## [THE PROBLEM]
If a line in the records below holds the word "grey", copy it.

────────

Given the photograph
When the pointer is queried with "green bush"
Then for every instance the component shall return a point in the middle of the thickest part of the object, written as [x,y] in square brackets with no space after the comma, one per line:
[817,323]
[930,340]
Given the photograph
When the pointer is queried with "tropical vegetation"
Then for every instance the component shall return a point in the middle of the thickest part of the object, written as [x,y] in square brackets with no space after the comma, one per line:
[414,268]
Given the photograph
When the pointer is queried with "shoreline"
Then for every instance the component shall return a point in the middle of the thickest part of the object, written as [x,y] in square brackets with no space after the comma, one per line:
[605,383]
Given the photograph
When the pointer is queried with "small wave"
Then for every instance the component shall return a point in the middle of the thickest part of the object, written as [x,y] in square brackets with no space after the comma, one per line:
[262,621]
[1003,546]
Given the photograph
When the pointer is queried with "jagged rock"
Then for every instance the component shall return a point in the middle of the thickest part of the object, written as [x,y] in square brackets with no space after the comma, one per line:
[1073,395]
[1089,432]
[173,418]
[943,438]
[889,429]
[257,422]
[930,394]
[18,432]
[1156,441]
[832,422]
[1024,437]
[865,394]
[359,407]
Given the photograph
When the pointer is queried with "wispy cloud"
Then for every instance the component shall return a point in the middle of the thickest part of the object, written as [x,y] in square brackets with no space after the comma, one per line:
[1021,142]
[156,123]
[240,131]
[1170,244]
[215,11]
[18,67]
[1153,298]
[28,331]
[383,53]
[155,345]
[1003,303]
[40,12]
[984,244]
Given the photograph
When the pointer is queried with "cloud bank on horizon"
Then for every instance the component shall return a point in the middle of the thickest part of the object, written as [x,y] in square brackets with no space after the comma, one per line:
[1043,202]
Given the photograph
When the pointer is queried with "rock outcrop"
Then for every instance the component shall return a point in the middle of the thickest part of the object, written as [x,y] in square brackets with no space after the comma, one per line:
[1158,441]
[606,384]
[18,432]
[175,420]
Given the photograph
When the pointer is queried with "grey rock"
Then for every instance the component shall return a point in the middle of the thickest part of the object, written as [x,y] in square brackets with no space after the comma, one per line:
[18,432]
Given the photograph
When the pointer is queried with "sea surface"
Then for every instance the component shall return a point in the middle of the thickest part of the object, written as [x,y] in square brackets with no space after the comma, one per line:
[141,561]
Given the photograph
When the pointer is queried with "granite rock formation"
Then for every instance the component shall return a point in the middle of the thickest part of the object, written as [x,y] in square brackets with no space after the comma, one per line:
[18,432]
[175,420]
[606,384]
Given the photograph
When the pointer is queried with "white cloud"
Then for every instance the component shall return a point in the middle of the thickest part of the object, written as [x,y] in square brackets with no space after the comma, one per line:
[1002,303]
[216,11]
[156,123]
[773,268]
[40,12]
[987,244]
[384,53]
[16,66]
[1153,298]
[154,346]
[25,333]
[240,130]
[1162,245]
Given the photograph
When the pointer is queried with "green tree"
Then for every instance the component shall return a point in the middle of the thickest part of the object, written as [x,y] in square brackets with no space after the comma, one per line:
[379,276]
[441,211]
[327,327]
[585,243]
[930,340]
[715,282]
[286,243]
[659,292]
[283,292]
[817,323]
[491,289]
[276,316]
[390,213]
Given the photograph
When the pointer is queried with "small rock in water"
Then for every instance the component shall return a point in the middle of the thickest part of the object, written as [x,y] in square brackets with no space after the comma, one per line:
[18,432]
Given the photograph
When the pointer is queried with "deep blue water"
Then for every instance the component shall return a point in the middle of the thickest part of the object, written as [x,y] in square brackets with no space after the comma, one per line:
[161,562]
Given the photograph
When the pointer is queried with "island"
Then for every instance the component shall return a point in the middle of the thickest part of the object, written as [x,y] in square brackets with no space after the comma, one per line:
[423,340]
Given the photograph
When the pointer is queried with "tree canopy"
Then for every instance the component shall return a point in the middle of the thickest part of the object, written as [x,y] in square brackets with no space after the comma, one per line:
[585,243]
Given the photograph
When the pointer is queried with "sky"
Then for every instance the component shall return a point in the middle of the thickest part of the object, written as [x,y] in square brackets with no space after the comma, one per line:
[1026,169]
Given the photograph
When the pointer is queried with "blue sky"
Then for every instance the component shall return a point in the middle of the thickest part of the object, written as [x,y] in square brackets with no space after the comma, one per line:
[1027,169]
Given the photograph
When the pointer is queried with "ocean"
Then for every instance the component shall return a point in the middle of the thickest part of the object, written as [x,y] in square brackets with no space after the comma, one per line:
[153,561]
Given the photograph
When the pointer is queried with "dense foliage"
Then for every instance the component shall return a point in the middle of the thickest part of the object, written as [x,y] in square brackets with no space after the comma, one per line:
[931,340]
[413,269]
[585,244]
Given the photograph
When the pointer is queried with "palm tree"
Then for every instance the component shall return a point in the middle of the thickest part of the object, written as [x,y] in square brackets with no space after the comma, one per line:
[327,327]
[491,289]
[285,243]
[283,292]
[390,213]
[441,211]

────────

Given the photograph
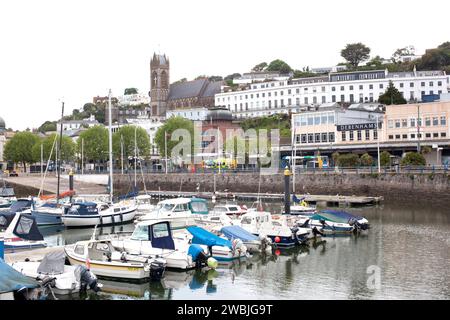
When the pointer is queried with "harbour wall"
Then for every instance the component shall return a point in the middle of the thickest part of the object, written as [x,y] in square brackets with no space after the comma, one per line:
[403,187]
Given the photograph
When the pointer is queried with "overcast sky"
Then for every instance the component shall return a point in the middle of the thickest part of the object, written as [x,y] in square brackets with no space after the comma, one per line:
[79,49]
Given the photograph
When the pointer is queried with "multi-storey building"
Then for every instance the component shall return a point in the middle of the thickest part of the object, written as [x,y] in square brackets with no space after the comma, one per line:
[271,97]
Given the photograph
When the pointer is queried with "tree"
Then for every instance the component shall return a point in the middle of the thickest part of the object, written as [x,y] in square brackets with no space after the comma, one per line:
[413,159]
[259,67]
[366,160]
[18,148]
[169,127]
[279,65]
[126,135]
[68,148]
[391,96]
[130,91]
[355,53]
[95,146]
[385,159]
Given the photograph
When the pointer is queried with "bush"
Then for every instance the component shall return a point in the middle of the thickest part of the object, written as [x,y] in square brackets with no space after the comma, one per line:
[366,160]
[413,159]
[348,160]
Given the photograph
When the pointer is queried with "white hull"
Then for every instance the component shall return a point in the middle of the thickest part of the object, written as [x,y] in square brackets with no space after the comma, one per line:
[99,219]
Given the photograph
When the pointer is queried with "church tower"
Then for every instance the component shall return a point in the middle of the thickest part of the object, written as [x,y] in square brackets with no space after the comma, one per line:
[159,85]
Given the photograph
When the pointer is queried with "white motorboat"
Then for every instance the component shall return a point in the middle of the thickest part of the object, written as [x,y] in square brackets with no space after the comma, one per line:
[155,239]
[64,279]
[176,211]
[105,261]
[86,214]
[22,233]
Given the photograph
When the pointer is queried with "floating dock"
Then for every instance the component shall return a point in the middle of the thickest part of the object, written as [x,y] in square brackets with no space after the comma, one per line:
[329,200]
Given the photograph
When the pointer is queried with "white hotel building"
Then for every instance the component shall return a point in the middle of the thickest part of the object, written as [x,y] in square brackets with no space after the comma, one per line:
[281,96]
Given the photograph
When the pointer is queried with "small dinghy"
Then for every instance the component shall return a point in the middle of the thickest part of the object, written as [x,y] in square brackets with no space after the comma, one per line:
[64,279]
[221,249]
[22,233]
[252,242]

────────

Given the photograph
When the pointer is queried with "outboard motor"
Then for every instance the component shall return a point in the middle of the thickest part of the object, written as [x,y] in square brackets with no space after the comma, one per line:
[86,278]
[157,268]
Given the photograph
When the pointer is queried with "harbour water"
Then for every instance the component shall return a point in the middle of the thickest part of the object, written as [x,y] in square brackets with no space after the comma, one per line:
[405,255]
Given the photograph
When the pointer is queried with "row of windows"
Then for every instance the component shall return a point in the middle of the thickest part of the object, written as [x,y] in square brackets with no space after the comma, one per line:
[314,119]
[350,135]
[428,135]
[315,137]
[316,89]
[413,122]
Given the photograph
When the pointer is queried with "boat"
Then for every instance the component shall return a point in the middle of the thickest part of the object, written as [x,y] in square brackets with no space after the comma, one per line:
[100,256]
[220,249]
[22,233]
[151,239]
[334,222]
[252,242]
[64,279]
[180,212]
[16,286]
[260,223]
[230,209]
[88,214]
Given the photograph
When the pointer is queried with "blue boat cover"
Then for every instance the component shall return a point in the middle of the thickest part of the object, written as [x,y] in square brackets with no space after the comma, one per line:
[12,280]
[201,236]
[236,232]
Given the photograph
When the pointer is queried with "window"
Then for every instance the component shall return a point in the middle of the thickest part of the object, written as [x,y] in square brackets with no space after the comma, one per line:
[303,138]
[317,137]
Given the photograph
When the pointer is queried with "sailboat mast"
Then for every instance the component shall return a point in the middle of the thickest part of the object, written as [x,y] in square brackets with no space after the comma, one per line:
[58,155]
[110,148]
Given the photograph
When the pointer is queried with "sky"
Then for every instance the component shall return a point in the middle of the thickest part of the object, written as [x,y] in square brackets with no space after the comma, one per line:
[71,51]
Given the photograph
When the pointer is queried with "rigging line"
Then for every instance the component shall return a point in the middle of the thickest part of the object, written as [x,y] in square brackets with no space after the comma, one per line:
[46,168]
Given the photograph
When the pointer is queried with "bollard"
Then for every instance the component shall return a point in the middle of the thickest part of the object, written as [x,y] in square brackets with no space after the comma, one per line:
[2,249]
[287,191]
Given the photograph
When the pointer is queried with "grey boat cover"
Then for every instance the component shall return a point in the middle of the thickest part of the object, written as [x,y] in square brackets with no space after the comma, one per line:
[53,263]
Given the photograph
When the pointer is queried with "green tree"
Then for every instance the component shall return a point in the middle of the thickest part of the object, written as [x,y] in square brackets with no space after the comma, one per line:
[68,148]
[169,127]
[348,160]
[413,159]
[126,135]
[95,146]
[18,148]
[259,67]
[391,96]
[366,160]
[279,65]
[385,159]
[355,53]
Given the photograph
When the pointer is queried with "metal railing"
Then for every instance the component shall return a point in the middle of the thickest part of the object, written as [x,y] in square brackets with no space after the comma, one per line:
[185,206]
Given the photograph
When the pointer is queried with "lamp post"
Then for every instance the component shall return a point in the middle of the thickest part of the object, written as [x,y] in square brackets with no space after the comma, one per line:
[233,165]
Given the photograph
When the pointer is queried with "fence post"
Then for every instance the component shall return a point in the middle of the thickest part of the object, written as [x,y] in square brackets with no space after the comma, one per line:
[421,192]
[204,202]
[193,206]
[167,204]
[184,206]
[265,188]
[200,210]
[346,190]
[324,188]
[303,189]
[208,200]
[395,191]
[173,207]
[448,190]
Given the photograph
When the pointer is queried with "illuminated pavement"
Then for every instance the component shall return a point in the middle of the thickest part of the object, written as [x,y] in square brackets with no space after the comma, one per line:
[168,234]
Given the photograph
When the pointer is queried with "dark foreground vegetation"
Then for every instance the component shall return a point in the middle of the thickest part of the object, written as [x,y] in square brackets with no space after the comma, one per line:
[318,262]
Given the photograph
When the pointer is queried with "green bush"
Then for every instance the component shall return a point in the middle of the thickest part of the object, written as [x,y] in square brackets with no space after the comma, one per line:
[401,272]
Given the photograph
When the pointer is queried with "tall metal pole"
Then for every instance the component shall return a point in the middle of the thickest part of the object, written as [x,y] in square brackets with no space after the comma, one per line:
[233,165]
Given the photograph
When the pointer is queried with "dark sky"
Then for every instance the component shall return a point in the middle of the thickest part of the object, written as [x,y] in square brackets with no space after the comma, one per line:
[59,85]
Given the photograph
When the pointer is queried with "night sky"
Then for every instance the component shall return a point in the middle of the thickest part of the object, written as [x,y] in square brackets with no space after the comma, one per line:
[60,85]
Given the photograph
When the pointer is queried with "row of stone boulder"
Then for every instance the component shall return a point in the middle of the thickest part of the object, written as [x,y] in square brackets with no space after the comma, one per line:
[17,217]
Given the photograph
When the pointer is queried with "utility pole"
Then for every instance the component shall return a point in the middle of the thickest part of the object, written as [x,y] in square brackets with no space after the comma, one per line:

────────

## [EXERCISE SOLUTION]
When the pointer is queried with "grey rock"
When the pointer is queried with "grey boat cover"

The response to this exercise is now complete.